(Data provided):

● ● ● ●

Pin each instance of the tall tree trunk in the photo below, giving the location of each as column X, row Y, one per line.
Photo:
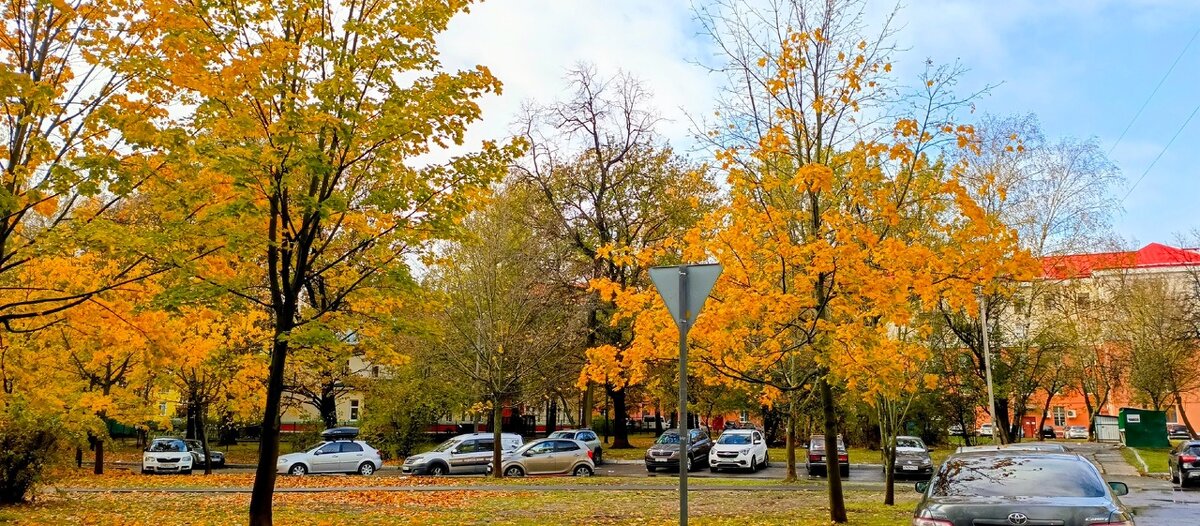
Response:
column 833, row 470
column 99, row 467
column 587, row 406
column 1183, row 414
column 202, row 413
column 1042, row 422
column 498, row 444
column 269, row 442
column 621, row 434
column 790, row 444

● ● ● ●

What is needed is an exact copy of the entries, without any images.

Pin each instance of the tall tree trunk in the photo below, giving the location of each as column X, row Y, one per line.
Photo:
Response:
column 833, row 470
column 99, row 467
column 587, row 406
column 1183, row 414
column 202, row 413
column 1042, row 422
column 498, row 444
column 269, row 442
column 621, row 434
column 790, row 444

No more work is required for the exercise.